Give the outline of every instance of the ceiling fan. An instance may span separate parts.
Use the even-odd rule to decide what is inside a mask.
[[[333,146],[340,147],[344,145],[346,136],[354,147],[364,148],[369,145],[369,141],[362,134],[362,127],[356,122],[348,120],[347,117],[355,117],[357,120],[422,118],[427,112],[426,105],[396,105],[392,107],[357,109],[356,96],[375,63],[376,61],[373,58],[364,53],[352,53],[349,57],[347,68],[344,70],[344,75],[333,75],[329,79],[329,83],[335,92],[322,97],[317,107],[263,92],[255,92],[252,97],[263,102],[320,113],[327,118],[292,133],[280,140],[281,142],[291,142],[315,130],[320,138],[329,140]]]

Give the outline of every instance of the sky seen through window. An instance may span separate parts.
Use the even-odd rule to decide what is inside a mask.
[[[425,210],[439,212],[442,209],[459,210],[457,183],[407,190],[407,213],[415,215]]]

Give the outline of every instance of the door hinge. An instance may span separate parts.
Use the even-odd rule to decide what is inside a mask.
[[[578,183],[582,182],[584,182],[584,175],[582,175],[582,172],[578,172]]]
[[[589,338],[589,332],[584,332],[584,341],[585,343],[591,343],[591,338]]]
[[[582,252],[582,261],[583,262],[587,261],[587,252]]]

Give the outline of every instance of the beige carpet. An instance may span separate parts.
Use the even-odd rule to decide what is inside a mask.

> _ACTIVITY_: The required output is all of the material, word for word.

> _SOLVED PROBLEM_:
Give the outline of every instance of the ceiling fan. An instance may span separate parts.
Use the even-odd rule to decide what is inside a mask.
[[[333,146],[340,147],[344,145],[346,136],[354,147],[364,148],[369,145],[369,141],[362,134],[362,127],[356,122],[348,120],[347,117],[355,117],[357,120],[422,118],[427,112],[426,105],[396,105],[392,107],[357,109],[356,96],[375,63],[376,61],[373,58],[364,53],[352,53],[349,57],[347,68],[344,70],[344,75],[333,75],[329,79],[329,83],[335,92],[322,97],[317,107],[263,92],[255,92],[252,97],[263,102],[320,113],[327,118],[292,133],[280,140],[281,142],[291,142],[315,130],[320,138],[329,140]]]

Give the outline of every instance of the sky seen through window. An instance may span separate parts.
Use the even-odd rule to decide what is inside a mask.
[[[425,210],[439,212],[442,209],[459,210],[457,183],[407,190],[407,213],[415,215]]]

Give the outline of every instance of the door hinge. An instance may span separate parts.
Use the even-odd rule to decide what is inside a mask.
[[[578,183],[582,182],[584,182],[584,175],[582,175],[582,172],[578,172]]]
[[[589,338],[589,332],[584,332],[584,341],[585,343],[591,343],[591,338]]]
[[[582,252],[582,261],[583,262],[587,261],[587,252]]]

Give the outline of every instance of the beige carpet. An instance may span separate parts.
Use the even-odd rule to decide what is inside a mask.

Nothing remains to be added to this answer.